• _To be done_:
Put the stretch from the line containing "entry: orange flower center" through the line containing "Trace every instance of the orange" of the records below into a JSON list of strings, one string per line, leaving out blank lines.

-- Start Material for this task --

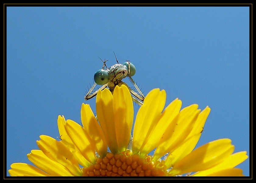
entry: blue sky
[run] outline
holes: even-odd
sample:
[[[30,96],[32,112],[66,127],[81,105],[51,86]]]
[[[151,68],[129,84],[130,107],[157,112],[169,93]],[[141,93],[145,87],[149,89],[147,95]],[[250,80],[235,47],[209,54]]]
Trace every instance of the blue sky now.
[[[82,103],[96,112],[86,90],[113,51],[144,94],[209,106],[197,147],[229,138],[250,156],[249,7],[8,7],[6,18],[7,170],[31,164],[41,135],[58,138],[58,115],[80,123]],[[237,167],[246,176],[249,162]]]

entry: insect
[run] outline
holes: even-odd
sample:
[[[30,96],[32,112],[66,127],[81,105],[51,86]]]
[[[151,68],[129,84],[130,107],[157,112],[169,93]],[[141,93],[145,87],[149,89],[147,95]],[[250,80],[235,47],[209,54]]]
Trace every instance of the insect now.
[[[135,66],[127,60],[123,64],[119,64],[116,54],[114,52],[114,53],[117,63],[114,64],[109,68],[106,65],[106,62],[108,60],[105,60],[103,61],[100,58],[103,62],[102,69],[98,70],[94,74],[94,84],[85,95],[84,100],[87,100],[93,98],[96,96],[99,91],[102,90],[107,87],[113,93],[116,86],[118,85],[120,86],[121,85],[124,84],[128,87],[132,94],[133,100],[139,105],[142,105],[145,97],[132,78],[132,76],[134,76],[136,72]],[[131,88],[127,84],[122,81],[122,79],[126,77],[129,78],[137,91],[136,91],[135,89]],[[94,91],[97,84],[102,86],[96,91]]]

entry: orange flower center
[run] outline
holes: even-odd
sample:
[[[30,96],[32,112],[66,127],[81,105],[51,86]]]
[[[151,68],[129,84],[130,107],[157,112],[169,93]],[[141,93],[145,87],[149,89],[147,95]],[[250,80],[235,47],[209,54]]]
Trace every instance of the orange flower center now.
[[[140,157],[127,150],[114,154],[108,153],[96,163],[83,169],[84,176],[166,176],[166,167],[163,161],[151,161],[152,157]]]

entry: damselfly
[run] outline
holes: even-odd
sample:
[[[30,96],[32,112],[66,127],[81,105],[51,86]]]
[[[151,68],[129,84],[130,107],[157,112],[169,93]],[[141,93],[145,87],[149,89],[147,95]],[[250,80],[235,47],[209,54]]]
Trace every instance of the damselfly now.
[[[106,65],[106,62],[108,60],[105,60],[103,61],[100,58],[103,62],[102,69],[98,70],[94,74],[94,84],[85,95],[84,100],[87,100],[94,97],[99,91],[102,90],[107,87],[113,93],[116,86],[118,85],[120,86],[124,84],[129,89],[132,95],[133,100],[140,105],[142,105],[145,97],[132,78],[132,76],[134,76],[136,72],[135,66],[132,63],[127,60],[123,64],[119,64],[115,54],[115,56],[117,63],[114,64],[109,69]],[[126,77],[128,77],[134,86],[134,88],[131,88],[126,83],[122,81],[122,79]],[[94,90],[97,84],[102,85],[102,86],[96,91],[95,90]]]

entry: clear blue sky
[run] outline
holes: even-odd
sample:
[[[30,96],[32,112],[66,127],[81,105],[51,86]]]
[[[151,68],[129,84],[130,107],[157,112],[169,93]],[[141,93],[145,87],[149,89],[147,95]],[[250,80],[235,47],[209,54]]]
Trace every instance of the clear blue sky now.
[[[7,170],[31,164],[40,135],[57,138],[58,115],[80,123],[82,103],[96,112],[86,90],[113,51],[144,94],[209,106],[197,147],[229,138],[250,156],[249,7],[8,7],[7,20]],[[247,176],[249,161],[237,167]]]

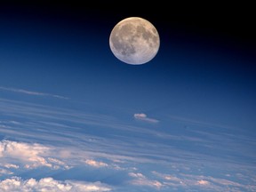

-- End Material for this task --

• _Response to this task_:
[
  "entry: orange flower center",
  "[run] outline",
  "holes: even-odd",
  "sample:",
  "[[[30,96],[32,112],[66,127],[81,105],[51,86]]]",
  "[[[151,68],[129,84],[130,107],[157,112],[169,93]],[[141,93],[145,87],[149,89],[147,95]],[[250,80],[235,47],[209,54]]]",
  "Trace every instance of the orange flower center now."
]